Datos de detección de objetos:
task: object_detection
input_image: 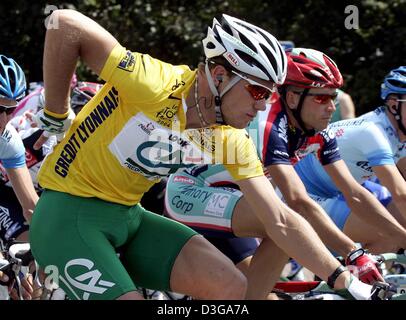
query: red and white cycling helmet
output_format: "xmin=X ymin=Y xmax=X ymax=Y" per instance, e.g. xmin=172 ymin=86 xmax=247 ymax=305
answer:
xmin=284 ymin=48 xmax=344 ymax=88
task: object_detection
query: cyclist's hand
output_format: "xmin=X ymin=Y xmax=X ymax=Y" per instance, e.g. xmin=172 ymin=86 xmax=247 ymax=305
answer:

▸ QUÉ DEBES HACER:
¿Puedes citar al pie de la letra todas las líneas de los datos, sin incluir la imagen?

▸ RESPUESTA DEL EJERCICIO:
task: object_detection
input_image: 
query: red and white cycling helmet
output_format: "xmin=X ymin=Y xmax=X ymax=Y" per instance, e.g. xmin=172 ymin=86 xmax=247 ymax=305
answer:
xmin=284 ymin=48 xmax=344 ymax=88
task: object_detection
query: cyclist's hand
output_format: "xmin=X ymin=Y xmax=X ymax=Y" per instance, e.g. xmin=172 ymin=86 xmax=247 ymax=305
answer:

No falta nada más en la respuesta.